- [Requirements]
(1) Copy the listing from the line with "the snow-covered pine" to the line with "top-left (972, 449), bottom-right (993, 496)", both of those lines included, and output only those lines.
(2) Pick up the Jamify model write-up where it stops and continue it.

- [Selected excerpt]
----

Jamify - Model Details


The goal is to build a recommendation engine specifically for musicians that can provide musical notation to play generated from an input band. The idea behind this project is that learning to play songs is often motivated by listening to artists you really enjoy, however when looking for the music notation for these artists, they can either not exist or the skill level required to play is beyond my level.

The Data

To solve this problem I combine 2 datasets, for the recommendation engine the data of user-song listening histories comes from a subset of the Million Song Dataset which itself is over 500Gb though I use just 2.4Gb, which equates to about 17 million entries. The corresponding metadata comes from the The Echo Nest, that is now taken over by Spotify earlier in 2016.

The data on the music notation comes from scraping over 1 million webpages from ultimate-guitar.com which includes music notation for the guitar, ukulele, bass guitar, drums and violin. Most look in the following form:



Out of all the music notation scraped the distribution was as follows:

Roughly 36% of the music notation is labelled into novice, intermediate, and advanced, so it will be my goal to label the remaining based on some classification model I will build.


I've had experience with building recommendation systems before, as can be seen in R here, and using Spark here, so the reason for using Python is that I will be eventually incorporating the results into a PostgreSQL database, and then using Flask to serve the reults on a (this) website, so to do eevrything in one language would be nice. Also I would like to have the experience and challenge of building recommendation engines in Python to compare with other languages.

----

- [Data records]
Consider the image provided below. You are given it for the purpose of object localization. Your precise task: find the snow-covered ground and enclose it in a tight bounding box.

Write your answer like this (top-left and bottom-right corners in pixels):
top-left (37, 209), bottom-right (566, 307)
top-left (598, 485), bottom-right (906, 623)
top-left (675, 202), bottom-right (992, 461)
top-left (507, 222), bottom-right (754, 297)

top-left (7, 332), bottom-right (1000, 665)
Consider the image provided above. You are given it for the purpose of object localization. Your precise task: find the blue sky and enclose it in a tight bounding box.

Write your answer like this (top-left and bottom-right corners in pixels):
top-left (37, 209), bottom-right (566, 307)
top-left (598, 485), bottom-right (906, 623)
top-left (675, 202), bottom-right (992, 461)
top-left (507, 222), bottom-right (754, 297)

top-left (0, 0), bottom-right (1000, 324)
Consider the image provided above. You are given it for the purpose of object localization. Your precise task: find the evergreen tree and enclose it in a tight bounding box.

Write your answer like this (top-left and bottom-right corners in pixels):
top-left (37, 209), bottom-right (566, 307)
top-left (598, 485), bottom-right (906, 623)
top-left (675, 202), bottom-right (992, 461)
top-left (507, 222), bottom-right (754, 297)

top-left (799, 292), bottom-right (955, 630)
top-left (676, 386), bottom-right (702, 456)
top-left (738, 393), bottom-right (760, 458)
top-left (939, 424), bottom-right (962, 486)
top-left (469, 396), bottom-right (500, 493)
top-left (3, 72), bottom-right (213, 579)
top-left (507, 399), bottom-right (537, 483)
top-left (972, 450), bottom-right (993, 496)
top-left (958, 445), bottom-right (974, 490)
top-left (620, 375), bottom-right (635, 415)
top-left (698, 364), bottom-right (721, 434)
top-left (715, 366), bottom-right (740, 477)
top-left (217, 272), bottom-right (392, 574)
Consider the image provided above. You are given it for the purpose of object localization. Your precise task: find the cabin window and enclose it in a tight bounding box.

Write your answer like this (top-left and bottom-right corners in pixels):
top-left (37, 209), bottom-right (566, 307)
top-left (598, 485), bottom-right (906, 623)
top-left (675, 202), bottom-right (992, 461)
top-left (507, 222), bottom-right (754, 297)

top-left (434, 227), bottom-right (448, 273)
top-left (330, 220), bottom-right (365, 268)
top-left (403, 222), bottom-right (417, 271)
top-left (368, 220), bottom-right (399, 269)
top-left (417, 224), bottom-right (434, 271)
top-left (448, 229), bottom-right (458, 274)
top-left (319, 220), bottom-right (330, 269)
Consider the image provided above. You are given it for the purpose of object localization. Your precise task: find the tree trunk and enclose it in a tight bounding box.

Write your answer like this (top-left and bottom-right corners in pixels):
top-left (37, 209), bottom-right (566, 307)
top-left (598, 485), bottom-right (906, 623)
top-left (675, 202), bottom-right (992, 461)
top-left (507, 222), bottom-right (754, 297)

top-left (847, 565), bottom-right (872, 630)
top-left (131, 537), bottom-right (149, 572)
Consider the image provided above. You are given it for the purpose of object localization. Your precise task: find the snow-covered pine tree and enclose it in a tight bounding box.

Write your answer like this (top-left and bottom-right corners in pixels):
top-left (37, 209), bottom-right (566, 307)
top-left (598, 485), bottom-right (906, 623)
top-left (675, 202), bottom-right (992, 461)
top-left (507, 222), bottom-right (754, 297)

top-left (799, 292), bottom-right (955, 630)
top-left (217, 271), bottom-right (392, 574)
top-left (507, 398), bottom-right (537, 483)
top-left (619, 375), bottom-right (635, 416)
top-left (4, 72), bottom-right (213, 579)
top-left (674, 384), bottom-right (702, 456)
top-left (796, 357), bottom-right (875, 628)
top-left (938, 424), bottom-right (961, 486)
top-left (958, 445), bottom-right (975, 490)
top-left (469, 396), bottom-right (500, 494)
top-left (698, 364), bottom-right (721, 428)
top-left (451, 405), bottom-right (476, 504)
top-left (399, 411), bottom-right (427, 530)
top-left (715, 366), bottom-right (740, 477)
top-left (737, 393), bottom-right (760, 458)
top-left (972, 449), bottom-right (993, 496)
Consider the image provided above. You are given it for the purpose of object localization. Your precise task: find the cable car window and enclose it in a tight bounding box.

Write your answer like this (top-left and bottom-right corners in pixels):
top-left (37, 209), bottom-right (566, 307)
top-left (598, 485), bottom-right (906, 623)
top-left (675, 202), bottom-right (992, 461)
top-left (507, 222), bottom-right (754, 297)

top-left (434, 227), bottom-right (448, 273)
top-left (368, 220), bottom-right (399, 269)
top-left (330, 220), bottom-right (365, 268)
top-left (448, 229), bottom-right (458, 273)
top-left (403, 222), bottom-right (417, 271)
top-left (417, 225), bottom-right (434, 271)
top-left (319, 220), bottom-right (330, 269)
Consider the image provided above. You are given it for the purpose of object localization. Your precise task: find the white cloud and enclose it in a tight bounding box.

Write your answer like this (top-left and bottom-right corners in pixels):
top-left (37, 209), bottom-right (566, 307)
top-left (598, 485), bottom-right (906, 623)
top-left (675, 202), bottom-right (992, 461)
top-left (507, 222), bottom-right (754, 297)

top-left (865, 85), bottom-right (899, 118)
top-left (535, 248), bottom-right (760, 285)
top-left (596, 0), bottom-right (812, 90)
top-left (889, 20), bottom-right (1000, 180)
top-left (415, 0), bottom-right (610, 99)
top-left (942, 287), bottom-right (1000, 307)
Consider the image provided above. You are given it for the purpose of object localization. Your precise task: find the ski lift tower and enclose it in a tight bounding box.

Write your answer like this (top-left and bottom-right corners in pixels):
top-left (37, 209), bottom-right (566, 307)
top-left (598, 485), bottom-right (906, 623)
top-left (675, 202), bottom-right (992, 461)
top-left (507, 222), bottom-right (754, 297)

----

- [The answers]
(1)
Consider the image provided above. You are given it for the purpose of object localization. Your precise task: find the snow-covered pine tree and enclose it in a tight bounding box.

Write your answer like this (top-left and bottom-right corners in pixels):
top-left (37, 209), bottom-right (566, 307)
top-left (598, 485), bottom-right (906, 623)
top-left (675, 202), bottom-right (992, 461)
top-left (507, 222), bottom-right (754, 297)

top-left (799, 292), bottom-right (955, 630)
top-left (217, 271), bottom-right (392, 574)
top-left (507, 398), bottom-right (537, 483)
top-left (619, 375), bottom-right (635, 416)
top-left (4, 72), bottom-right (213, 579)
top-left (674, 384), bottom-right (702, 456)
top-left (796, 357), bottom-right (875, 628)
top-left (938, 424), bottom-right (961, 486)
top-left (958, 445), bottom-right (975, 490)
top-left (469, 396), bottom-right (500, 494)
top-left (698, 364), bottom-right (721, 428)
top-left (451, 405), bottom-right (476, 504)
top-left (399, 411), bottom-right (427, 530)
top-left (715, 366), bottom-right (740, 477)
top-left (737, 393), bottom-right (760, 458)
top-left (972, 449), bottom-right (993, 496)

(2)
I will use logistic regression to make the classifications because it will be extremely insightful to discover what make songs classified as novice easy to play, and what makes songs classified advanced, hard to play. These results could be used for teaching applications in further studies.

The Recommendation Engine

From the user-song-plays dataset I will create a sparse matrix using SciPy's in-built functions. From this I will use latent semantic analysis to quickly perform cosine similarity using singular value decomposition (SVD). The dataset contains over 200,000 unique users and 300,000 unique songs, so SVD will create 2 matrices with one dimension that is highly reduced. For example if we use SVD and reduce to rank 50, we end up with 2 matrices that are around 200,000 x 50, and 50 x 300,000, their matrix multiplication is approximately equal to the original matrix. The point is that now any cosine similarity we want to perform we do on one of these smaller matrices, and since matrix multiplication has over n2 order of complexity using the Coppersmith-Winograd algorith, which is pretty much as good as it gets, any reduction in size is highly beneficial.

Jeremy Kum has a great explanation on the subject here that I will not try to outdo, for those that want a more in-depth understanding. Implementation in Python was aided by Ben Frederickson's great blog post.

Along with SVD I also wanted to try implicit matrix factorization (MF), that Chris Johnson has this paper, and credit to Ethan Rosenthal for pointing to me to the implementation.

I use cosine song-song similarity to detemnine which songs are closest to the songs in the listening history of each user, rank them according to the similarity and recommend the top k-songs.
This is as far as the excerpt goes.